----- Dataset
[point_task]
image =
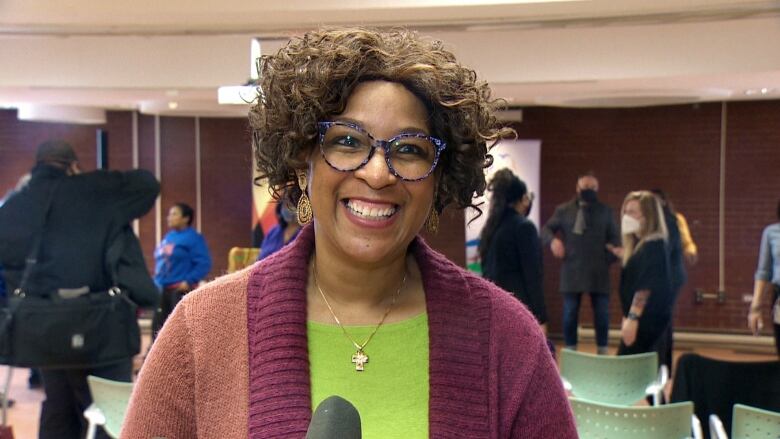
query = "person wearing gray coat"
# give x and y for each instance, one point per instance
(583, 234)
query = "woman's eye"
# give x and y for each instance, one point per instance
(347, 141)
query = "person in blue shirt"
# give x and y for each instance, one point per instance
(767, 279)
(181, 261)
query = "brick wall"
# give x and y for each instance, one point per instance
(676, 148)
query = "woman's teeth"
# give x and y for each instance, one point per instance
(369, 211)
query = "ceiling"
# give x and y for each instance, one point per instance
(169, 57)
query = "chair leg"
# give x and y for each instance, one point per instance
(91, 430)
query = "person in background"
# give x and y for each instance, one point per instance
(767, 279)
(85, 210)
(646, 293)
(371, 134)
(285, 230)
(34, 379)
(583, 233)
(509, 244)
(182, 260)
(677, 257)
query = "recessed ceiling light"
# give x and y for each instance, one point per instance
(759, 91)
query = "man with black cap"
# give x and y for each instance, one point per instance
(76, 215)
(582, 232)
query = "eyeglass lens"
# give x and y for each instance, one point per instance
(346, 148)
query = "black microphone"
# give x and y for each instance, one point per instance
(335, 418)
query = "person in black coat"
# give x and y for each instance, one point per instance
(646, 292)
(584, 235)
(509, 246)
(82, 219)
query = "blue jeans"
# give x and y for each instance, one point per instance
(67, 396)
(571, 312)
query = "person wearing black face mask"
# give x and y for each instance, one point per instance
(583, 234)
(509, 247)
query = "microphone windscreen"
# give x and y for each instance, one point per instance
(335, 417)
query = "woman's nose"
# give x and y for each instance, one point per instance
(376, 172)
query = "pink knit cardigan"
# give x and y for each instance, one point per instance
(232, 361)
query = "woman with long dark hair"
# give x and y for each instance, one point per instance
(509, 246)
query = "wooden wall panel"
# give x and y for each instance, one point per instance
(147, 227)
(752, 196)
(226, 156)
(676, 148)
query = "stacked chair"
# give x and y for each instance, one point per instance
(608, 421)
(109, 405)
(715, 386)
(748, 423)
(605, 388)
(620, 380)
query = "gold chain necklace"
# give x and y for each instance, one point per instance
(359, 357)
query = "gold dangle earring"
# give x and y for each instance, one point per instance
(432, 222)
(304, 213)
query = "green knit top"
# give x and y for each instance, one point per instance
(391, 393)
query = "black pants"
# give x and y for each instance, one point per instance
(777, 327)
(67, 396)
(649, 337)
(168, 301)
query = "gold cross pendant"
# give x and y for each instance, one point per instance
(360, 359)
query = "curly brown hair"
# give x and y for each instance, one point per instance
(311, 78)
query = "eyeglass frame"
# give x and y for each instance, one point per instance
(440, 145)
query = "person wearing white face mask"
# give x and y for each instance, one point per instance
(645, 281)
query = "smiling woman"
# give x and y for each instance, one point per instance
(370, 134)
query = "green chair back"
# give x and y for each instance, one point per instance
(753, 423)
(621, 380)
(111, 397)
(607, 421)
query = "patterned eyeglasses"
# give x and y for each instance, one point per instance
(348, 147)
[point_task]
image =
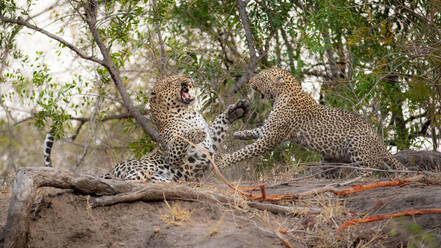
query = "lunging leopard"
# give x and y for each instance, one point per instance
(337, 135)
(172, 109)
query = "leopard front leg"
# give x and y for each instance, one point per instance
(176, 148)
(223, 121)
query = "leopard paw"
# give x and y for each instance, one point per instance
(196, 135)
(219, 160)
(238, 110)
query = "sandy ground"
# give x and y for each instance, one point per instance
(64, 219)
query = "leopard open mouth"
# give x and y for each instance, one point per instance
(253, 87)
(186, 96)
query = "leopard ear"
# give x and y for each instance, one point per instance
(280, 80)
(152, 94)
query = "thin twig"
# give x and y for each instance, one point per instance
(410, 212)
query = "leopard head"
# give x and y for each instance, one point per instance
(171, 97)
(274, 82)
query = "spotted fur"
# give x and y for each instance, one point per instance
(337, 135)
(174, 159)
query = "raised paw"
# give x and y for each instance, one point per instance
(238, 110)
(196, 135)
(219, 160)
(241, 135)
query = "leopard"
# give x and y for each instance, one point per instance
(339, 136)
(174, 114)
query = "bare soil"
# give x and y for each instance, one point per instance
(65, 219)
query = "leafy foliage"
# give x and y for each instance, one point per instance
(378, 58)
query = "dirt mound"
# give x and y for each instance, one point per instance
(65, 218)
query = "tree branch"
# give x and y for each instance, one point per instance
(90, 18)
(21, 22)
(161, 43)
(246, 25)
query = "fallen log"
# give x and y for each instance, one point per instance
(389, 216)
(105, 192)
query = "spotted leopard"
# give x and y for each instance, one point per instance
(337, 135)
(172, 109)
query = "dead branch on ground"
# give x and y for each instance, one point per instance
(28, 180)
(410, 212)
(397, 182)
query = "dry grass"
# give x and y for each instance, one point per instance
(175, 214)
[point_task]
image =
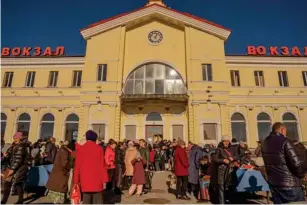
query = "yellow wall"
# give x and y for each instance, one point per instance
(184, 48)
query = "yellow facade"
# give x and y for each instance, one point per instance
(123, 48)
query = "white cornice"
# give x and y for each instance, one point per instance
(42, 62)
(265, 60)
(155, 9)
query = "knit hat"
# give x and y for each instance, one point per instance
(91, 135)
(180, 142)
(18, 135)
(225, 138)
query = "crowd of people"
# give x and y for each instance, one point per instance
(203, 172)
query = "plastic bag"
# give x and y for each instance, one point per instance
(76, 194)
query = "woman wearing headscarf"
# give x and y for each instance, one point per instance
(224, 156)
(16, 173)
(129, 156)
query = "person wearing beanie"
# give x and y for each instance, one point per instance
(90, 171)
(181, 166)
----------
Exercise details: Return each entry exactly as given. Leave the images out.

Answer box:
[point_task]
image =
query = "person wearing gray coat"
# give x and y for each instance, one point per instance
(583, 234)
query = "woman's eye"
# give x and y for each instance, one point per instance
(347, 141)
query = "person in blue shirt"
# give x and y for each instance, one point per instance
(767, 279)
(181, 261)
query = "brick wall"
# give x and y for each instance, one point per instance
(676, 148)
query = "woman's teeth"
# give x and y for each instance, one point per instance
(369, 211)
query = "ceiling"
# give x and y for each instance, one point per instance
(169, 57)
query = "chair leg"
# give x and y for each instance, one point per instance
(91, 430)
query = "person in background"
# give x and y for each instance, one point per instance
(767, 279)
(85, 210)
(646, 293)
(371, 134)
(285, 230)
(34, 379)
(583, 233)
(509, 244)
(182, 260)
(677, 257)
query = "recessed ceiling light"
# give x and y for each instance, one point per instance
(759, 91)
query = "man with black cap"
# give x and y for each instance, one point per instance
(76, 215)
(582, 232)
query = "eyeglass lens"
# give x and y for each instance, one point per instance
(346, 148)
query = "black microphone"
# give x and y for each instance, one point per instance
(335, 418)
query = "person in black coat"
# give x and y for each instance, one point per instance
(646, 292)
(584, 235)
(509, 246)
(82, 219)
query = "blue jeans"
# give x and y for each instance, one point per instance
(67, 396)
(571, 312)
query = "person wearing black face mask"
# give x and y for each instance, one point per instance
(583, 234)
(509, 247)
query = "microphone windscreen"
# give x and y for each instance, one point per instance
(335, 417)
query = "woman's nose"
# give x and y for each instance, one point per instance
(376, 172)
query = "pink knit cardigan"
# give x and y for each instance, one point per instance
(232, 361)
query = "woman with long dark hair"
# give x and y for each instance, one point per instance
(509, 246)
query = "wooden wall panel"
# give x and y for each instance, one point per instance
(147, 227)
(752, 196)
(226, 156)
(676, 148)
query = "stacked chair"
# give x and y for each instance, one point per instance
(608, 421)
(109, 405)
(715, 386)
(748, 423)
(605, 388)
(620, 380)
query = "gold chain necklace"
# give x and y for each instance, one point per instance
(359, 357)
query = "gold dangle earring"
# give x and y for each instance, one point per instance
(432, 222)
(304, 213)
query = "green knit top"
# give x and y for each instance, one point per instance
(391, 393)
query = "black pants"
# give x and y for each instance, one point per instance
(777, 327)
(67, 396)
(649, 337)
(168, 301)
query = "gold cross pendant"
# give x and y for each instance, one point per instance
(360, 359)
query = "curly brown hair"
# give x and y for each instance, one point per instance
(311, 78)
query = "eyeglass frame"
# give x and y for each instance, one point per instance
(440, 145)
query = "person wearing white face mask"
# give x and y for each instance, one point per instance
(645, 281)
query = "smiling woman"
# give x and y for each instance, one point per instance
(370, 134)
query = "green chair back"
# give x and y for each instance, one point per instance
(753, 423)
(621, 380)
(111, 397)
(607, 421)
query = "patterned eyeglasses"
# give x and y for each instance, one point per instance
(348, 147)
[point_task]
image =
query = "lunging leopard"
# give x and y for each instance, one point per instance
(337, 135)
(172, 109)
query = "leopard front leg"
# give x and y for each instance, one point per instance
(176, 148)
(223, 121)
query = "leopard paw"
# give x and y for each instance, one point per instance
(196, 135)
(219, 160)
(238, 110)
query = "sandy ground"
# give x and y for each instance, one point per instance
(64, 219)
query = "leopard open mouth"
# give x and y for each instance, one point per instance
(253, 87)
(186, 96)
query = "leopard ear"
# give x and y for each instance, one point per instance
(280, 80)
(152, 94)
query = "thin twig"
# give x and y for each instance, one point per instance
(410, 212)
query = "leopard head"
# give x and y for each instance, one point per instance
(171, 97)
(274, 82)
query = "spotted fur"
# give x and y for each instance, one point per instance
(337, 135)
(174, 159)
query = "raised paw"
# give x and y for each instance, one point per instance
(238, 110)
(196, 135)
(219, 160)
(241, 135)
query = "leopard"
# give x and y for each instance, one point per instance
(339, 136)
(174, 114)
query = "bare soil"
# give x and y for each instance, one point per instance
(65, 219)
query = "leafy foliage"
# give x and y for each instance, one point per instance
(378, 58)
query = "dirt mound"
# give x and y for each instance, one point per instance
(65, 218)
query = "tree branch"
# give x and y for each instance, one point per instance
(90, 18)
(21, 22)
(161, 43)
(246, 25)
query = "fallen log"
# give x and y for each instance, one point per instance
(389, 216)
(105, 192)
query = "spotted leopard"
# give x and y for each instance, one point per instance
(337, 135)
(172, 109)
query = "dead branch on ground"
# give x and y for each instance, one point per instance
(28, 180)
(410, 212)
(397, 182)
query = "dry grass"
# give x and y for each instance, one point per instance
(175, 214)
[point_task]
image =
query = "yellow wall"
# give x and y for each instance, one point per instance
(184, 48)
query = "yellow facade"
# give x and y for each instance, one point per instance
(123, 48)
query = "white cornice"
# give x and y for each instance, one point per instance
(42, 62)
(265, 60)
(155, 9)
query = "knit hat"
# give x and y for each instance, one point per instance
(91, 135)
(180, 142)
(18, 135)
(225, 138)
query = "crowd of people"
# give x and y for each instance, one point per instance
(203, 172)
query = "plastic bag"
# give x and y for each instance, one point per instance
(76, 194)
query = "woman wearing headscarf"
# give x and y for each instance, one point per instance
(224, 156)
(16, 173)
(129, 156)
query = "person wearing beanie"
# give x and y for each instance, one point per instance
(90, 171)
(181, 166)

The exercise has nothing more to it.